** DATASET EXCERPTS **
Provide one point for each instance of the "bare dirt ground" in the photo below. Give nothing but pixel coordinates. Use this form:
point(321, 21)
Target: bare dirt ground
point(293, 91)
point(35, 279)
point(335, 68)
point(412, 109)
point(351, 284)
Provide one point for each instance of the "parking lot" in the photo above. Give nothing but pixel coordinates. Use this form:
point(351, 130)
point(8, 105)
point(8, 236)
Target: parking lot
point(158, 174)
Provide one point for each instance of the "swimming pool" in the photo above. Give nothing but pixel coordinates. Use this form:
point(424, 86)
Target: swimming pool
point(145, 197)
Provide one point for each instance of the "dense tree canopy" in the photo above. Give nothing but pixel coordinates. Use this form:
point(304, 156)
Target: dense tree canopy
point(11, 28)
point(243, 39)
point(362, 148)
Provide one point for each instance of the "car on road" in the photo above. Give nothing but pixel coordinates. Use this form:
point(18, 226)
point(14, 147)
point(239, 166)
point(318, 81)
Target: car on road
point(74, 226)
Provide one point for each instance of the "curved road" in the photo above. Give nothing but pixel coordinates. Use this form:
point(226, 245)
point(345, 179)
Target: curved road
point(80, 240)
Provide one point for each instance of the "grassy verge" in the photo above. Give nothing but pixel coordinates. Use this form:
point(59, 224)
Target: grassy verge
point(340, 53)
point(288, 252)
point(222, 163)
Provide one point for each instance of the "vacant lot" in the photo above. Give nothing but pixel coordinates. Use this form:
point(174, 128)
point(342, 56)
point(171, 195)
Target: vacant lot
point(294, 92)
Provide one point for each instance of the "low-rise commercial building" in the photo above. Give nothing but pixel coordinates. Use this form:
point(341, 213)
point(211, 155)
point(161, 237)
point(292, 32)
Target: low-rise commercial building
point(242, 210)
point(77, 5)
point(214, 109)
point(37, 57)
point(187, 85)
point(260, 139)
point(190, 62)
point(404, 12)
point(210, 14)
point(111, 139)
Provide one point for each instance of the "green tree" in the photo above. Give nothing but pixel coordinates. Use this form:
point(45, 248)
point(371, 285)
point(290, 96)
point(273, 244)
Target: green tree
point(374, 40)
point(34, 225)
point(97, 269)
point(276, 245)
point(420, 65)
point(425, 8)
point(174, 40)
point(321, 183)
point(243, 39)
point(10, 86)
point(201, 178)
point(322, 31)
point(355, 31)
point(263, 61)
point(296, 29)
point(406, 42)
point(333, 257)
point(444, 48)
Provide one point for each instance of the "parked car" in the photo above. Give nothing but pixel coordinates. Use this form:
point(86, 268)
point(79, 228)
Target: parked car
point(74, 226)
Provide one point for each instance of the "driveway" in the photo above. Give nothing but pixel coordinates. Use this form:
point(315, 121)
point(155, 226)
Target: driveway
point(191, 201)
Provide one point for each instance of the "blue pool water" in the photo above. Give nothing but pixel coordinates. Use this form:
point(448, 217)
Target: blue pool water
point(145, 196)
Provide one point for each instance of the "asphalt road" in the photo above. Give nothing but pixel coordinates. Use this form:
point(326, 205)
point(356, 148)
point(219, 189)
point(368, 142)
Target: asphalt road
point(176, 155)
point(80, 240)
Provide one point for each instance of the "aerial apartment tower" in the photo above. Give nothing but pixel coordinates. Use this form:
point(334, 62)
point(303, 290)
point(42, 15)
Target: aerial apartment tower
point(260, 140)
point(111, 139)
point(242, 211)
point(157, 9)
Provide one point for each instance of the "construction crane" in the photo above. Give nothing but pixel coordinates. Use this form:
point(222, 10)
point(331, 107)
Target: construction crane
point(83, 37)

** WHAT IS EXPECTED **
What you return should be exactly the lines above, starting at the one with "point(239, 166)" and ending at the one with "point(273, 244)", and nothing else.

** YOUR SOLUTION **
point(239, 166)
point(318, 81)
Target: car on road
point(74, 226)
Provide one point for each instance of the "curved road" in the photo above. Give nothing but pixel coordinates. Use this form:
point(226, 245)
point(345, 179)
Target: curved road
point(80, 240)
Provide one point for each instance of the "grassy verge" in the photo above. Give nothing but pixel coordinates. Use this form:
point(59, 224)
Target: grassy verge
point(340, 53)
point(288, 252)
point(222, 163)
Provide one point for each instance of the "vacant lot" in the photo above. Give nothing but pixel coordinates. Use this form:
point(174, 128)
point(342, 56)
point(171, 195)
Target: vacant lot
point(294, 92)
Provide one point for each instance of the "low-rise commercial building" in the photo above. Give nothing but pixel coordinates. Use this form:
point(341, 213)
point(211, 155)
point(161, 237)
point(292, 32)
Target: low-rise commercial building
point(242, 210)
point(77, 5)
point(214, 109)
point(37, 57)
point(187, 85)
point(260, 139)
point(190, 62)
point(404, 12)
point(210, 14)
point(111, 139)
Provide one point for each instance of the "green tree" in the photo above. Give nothing but pixel coordinates. Use this form:
point(45, 248)
point(371, 285)
point(290, 96)
point(273, 244)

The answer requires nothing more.